TASK TO COMPLETE:
Quote the lines below word for word.

DATASET RECORDS:
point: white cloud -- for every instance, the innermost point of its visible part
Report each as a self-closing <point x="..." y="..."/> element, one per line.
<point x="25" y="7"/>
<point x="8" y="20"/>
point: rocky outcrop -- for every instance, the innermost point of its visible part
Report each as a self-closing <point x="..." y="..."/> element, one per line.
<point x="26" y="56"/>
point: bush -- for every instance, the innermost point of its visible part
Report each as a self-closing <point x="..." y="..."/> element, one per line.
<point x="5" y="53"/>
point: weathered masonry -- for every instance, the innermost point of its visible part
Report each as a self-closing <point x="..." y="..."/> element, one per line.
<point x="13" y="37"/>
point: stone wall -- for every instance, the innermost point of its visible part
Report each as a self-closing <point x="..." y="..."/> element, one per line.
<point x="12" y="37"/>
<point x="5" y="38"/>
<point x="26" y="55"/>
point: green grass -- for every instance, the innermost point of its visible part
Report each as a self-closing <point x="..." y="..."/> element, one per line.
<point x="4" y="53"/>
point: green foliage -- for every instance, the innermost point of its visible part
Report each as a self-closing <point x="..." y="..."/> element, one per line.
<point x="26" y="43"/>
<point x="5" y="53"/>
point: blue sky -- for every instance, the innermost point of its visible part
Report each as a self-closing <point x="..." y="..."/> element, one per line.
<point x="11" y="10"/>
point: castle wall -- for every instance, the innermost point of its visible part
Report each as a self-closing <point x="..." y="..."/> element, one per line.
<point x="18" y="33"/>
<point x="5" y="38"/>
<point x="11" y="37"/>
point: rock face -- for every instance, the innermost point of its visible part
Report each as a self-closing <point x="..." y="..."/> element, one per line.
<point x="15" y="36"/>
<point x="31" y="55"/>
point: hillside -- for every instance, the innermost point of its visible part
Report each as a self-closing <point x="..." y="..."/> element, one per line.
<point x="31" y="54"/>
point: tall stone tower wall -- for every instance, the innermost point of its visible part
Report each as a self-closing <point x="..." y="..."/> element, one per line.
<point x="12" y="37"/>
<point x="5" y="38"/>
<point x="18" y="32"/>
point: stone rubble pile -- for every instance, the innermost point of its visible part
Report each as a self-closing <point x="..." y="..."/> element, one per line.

EXERCISE RESULT:
point: white cloud -- for every instance, the innermost point of its visible part
Report each as a self-closing <point x="..." y="..."/> element, one per line.
<point x="25" y="7"/>
<point x="8" y="20"/>
point: rocky outcrop -- for every instance, the innermost point of its visible part
Report each as a self-closing <point x="..." y="..."/> element, one per line.
<point x="26" y="56"/>
point: bush -- for every instance, the innermost point of its visible part
Report each as a self-closing <point x="..." y="..."/> element, one per line.
<point x="5" y="53"/>
point: weathered masonry -- for every instance, the innermost point of its visible part
Report each as a self-closing <point x="..." y="..."/> element, one per line.
<point x="13" y="37"/>
point: stone wall -- for every instance, the innermost point of its visible part
Report each as a self-closing <point x="..." y="..."/> element, one per line.
<point x="12" y="37"/>
<point x="5" y="38"/>
<point x="26" y="55"/>
point: green grass -- for every instance, the innermost point of its visible part
Report each as a self-closing <point x="..." y="..."/> element, one per line.
<point x="4" y="53"/>
point: green foliage -- for every instance, the innermost point of its visible part
Report each as a self-closing <point x="..." y="..."/> element, one per line.
<point x="26" y="43"/>
<point x="5" y="53"/>
point: blue sky -- for every instance, the innermost point of its visible part
Report each as a self-closing <point x="..." y="..."/> element, one per line.
<point x="11" y="10"/>
point: castle wall -- for every instance, the innermost point of its visible part
Report each as a self-closing <point x="..." y="..."/> element, one per line.
<point x="18" y="33"/>
<point x="5" y="38"/>
<point x="11" y="37"/>
point: rock face -- for every instance, the innermost point of its visible part
Report each as a self-closing <point x="..." y="..."/> element, one per line.
<point x="15" y="36"/>
<point x="31" y="55"/>
point: hillside -- for every instance, the innermost point of its visible part
Report each as a self-closing <point x="..." y="..."/> element, one per line.
<point x="31" y="54"/>
point: tall stone tower wall -- for every instance, the innermost point of its visible part
Report each as a self-closing <point x="..." y="..."/> element, one per line.
<point x="12" y="37"/>
<point x="5" y="38"/>
<point x="18" y="32"/>
point: stone rubble pile -- for every instance, the innermost point of its visible part
Report each as a self-closing <point x="..." y="..."/> element, one per line.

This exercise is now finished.